— What you have to do —
Write out each line of the entries below that holds the word "with".

— Record extracts —
= = = = =

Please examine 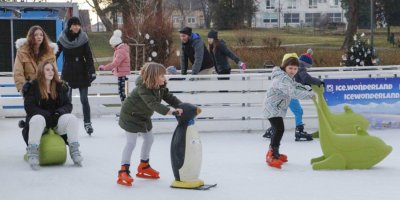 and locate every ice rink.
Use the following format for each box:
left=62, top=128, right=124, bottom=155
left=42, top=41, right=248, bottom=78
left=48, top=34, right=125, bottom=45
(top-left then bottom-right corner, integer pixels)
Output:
left=0, top=117, right=399, bottom=200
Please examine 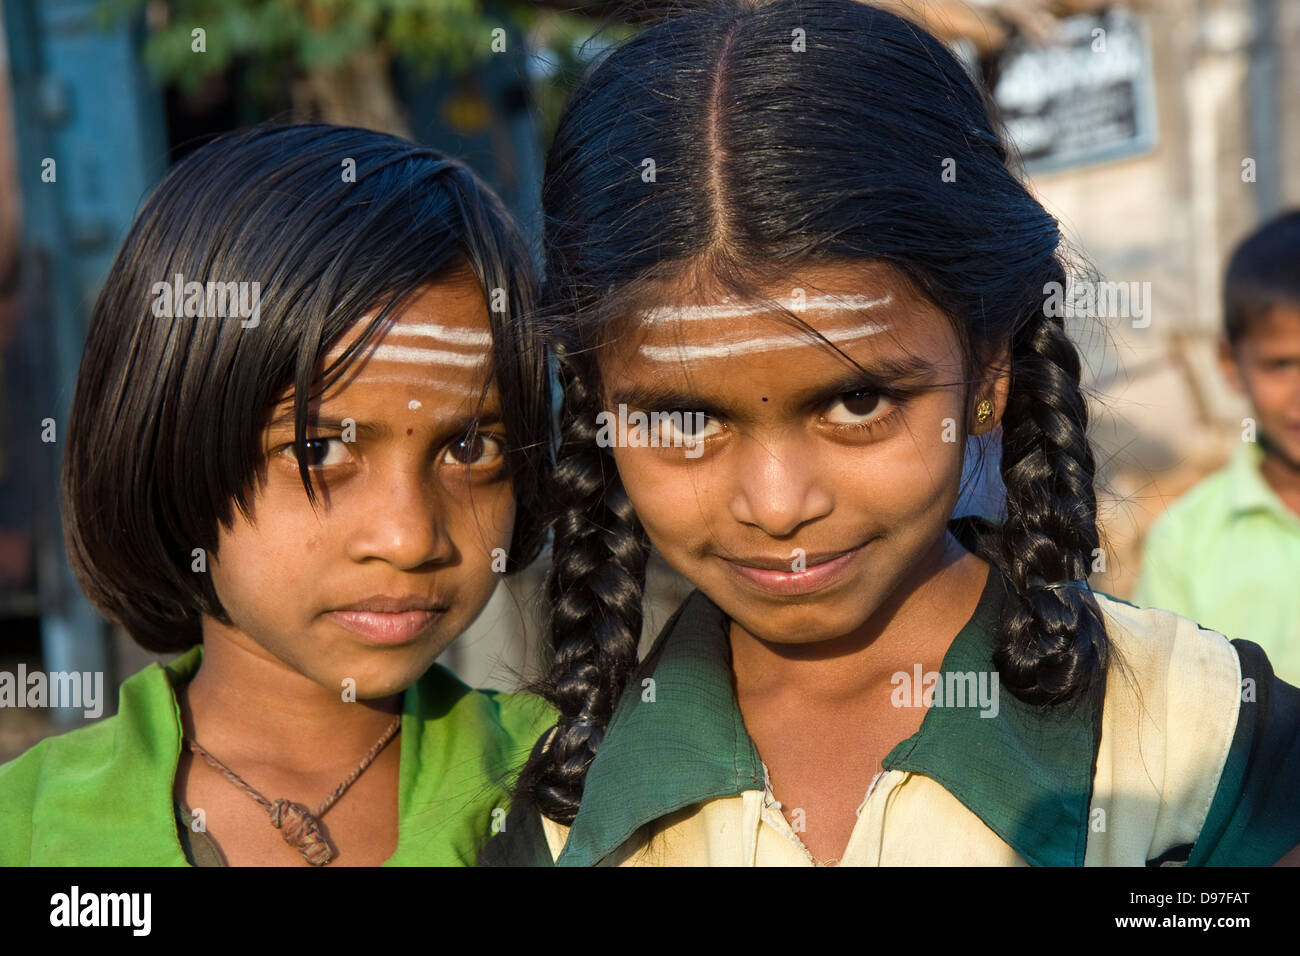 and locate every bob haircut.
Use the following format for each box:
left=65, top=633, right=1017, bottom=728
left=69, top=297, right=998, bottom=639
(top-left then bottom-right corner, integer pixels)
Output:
left=62, top=122, right=549, bottom=653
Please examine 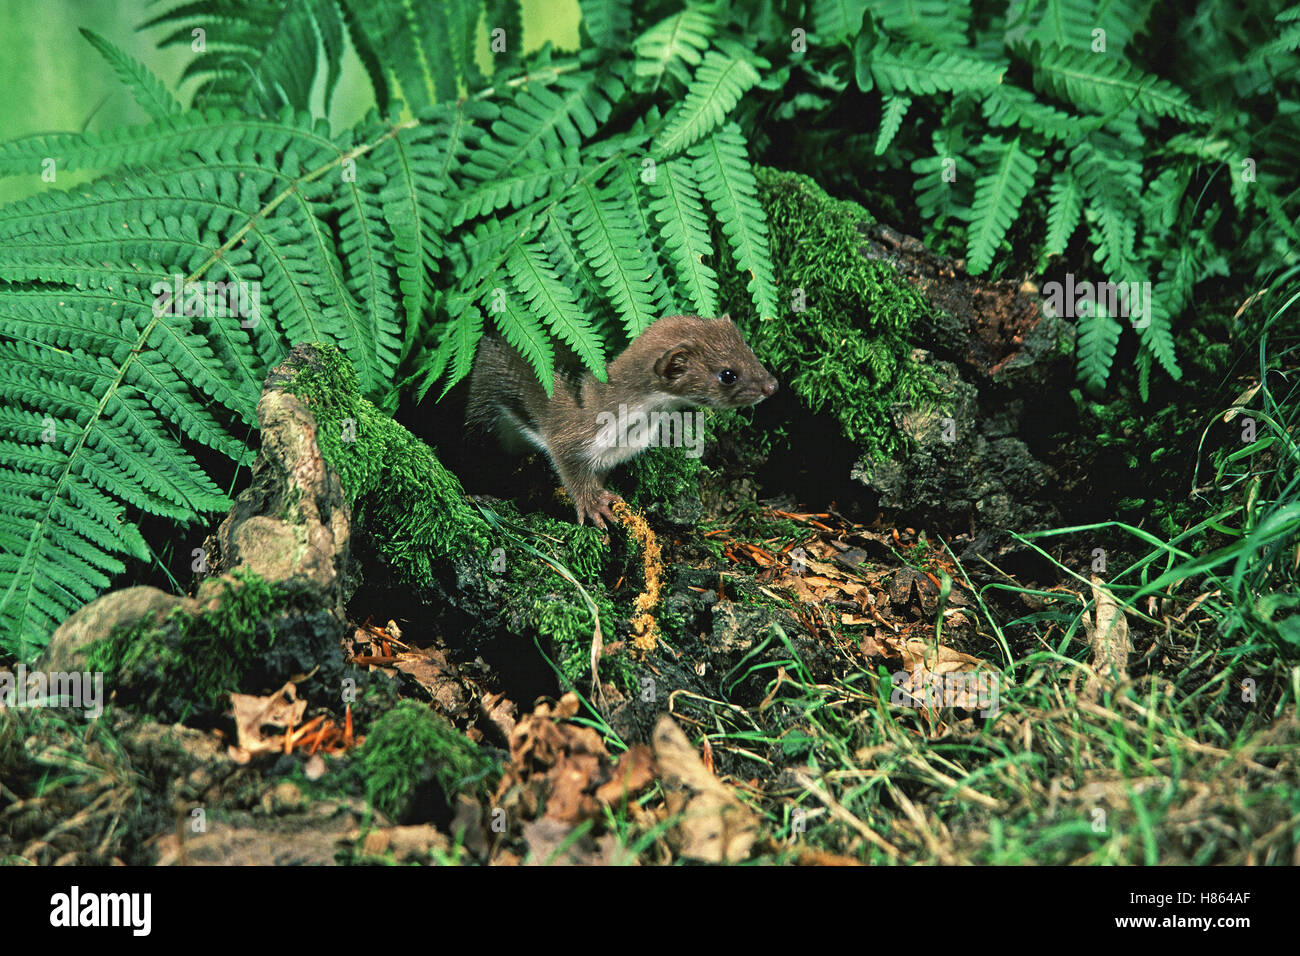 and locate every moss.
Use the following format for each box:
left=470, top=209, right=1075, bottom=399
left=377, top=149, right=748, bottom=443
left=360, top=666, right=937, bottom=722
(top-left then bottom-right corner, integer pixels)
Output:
left=721, top=167, right=943, bottom=461
left=86, top=569, right=293, bottom=720
left=358, top=700, right=497, bottom=820
left=279, top=343, right=490, bottom=587
left=479, top=504, right=637, bottom=691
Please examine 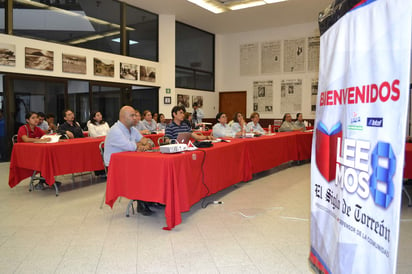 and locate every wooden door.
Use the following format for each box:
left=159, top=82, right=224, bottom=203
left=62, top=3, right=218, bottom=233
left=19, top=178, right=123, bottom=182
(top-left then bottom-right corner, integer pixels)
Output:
left=219, top=91, right=247, bottom=122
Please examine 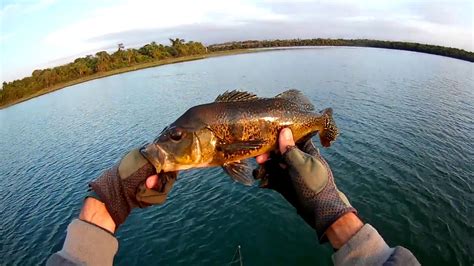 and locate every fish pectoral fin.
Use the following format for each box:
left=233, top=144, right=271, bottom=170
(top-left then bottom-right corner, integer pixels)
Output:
left=275, top=89, right=315, bottom=111
left=215, top=90, right=258, bottom=102
left=218, top=140, right=265, bottom=154
left=222, top=161, right=254, bottom=186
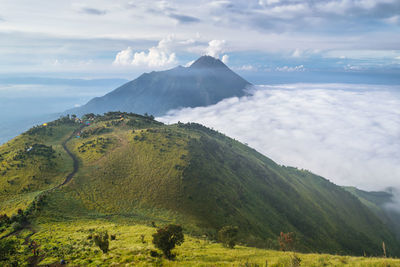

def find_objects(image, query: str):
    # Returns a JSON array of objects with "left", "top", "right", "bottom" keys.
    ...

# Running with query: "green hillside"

= = = = =

— Task answer —
    # Returns a JSON array of objects with "left", "top", "right", "bottom" keys.
# Running with query: "green hillside"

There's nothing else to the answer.